Given instruction:
Please rewrite the rows below, starting at the line containing "Target: pier deck" and ending at the last row, with every line and its wording kept. Shift each coordinate in the answers up by 22.

# Provided records start

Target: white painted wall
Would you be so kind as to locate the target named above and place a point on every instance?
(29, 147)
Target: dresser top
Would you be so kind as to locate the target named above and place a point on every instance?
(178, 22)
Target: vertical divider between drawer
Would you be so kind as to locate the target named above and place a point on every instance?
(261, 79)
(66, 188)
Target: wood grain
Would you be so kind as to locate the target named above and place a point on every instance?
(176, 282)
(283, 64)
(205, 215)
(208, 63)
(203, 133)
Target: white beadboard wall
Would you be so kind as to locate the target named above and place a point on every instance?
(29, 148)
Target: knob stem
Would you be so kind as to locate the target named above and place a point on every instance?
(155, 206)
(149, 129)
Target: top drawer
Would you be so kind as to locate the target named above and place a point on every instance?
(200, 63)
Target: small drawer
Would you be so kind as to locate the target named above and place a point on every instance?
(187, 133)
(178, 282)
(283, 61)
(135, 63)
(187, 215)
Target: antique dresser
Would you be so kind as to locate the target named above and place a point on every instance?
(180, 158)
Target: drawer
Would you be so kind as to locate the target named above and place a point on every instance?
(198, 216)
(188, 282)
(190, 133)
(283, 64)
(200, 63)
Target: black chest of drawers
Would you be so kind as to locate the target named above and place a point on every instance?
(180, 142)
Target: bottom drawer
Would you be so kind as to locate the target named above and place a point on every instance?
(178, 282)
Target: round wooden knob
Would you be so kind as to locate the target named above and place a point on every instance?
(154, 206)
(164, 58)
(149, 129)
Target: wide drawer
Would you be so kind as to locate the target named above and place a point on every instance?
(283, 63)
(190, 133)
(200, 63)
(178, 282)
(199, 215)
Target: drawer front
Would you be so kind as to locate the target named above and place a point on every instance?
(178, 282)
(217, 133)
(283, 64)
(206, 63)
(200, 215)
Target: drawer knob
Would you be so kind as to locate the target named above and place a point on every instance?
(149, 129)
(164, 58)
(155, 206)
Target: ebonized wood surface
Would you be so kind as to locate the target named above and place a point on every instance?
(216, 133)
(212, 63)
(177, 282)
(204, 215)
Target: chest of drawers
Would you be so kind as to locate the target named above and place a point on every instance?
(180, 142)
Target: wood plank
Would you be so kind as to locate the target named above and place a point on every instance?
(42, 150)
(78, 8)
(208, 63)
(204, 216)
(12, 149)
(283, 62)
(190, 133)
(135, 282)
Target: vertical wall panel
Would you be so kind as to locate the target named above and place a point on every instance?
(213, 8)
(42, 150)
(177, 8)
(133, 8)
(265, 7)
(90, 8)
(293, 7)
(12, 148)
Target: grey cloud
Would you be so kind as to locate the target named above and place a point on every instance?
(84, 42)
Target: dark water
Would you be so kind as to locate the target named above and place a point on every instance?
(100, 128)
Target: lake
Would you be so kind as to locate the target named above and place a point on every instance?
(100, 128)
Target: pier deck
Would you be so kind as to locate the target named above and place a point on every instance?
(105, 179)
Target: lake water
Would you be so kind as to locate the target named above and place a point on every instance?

# Provided records end

Task result:
Target: pier deck
Would you be so kind as to locate the target named above and place a point on every instance?
(127, 201)
Target: lake water
Would you be so kind as to locate the target named above and place a point on every instance?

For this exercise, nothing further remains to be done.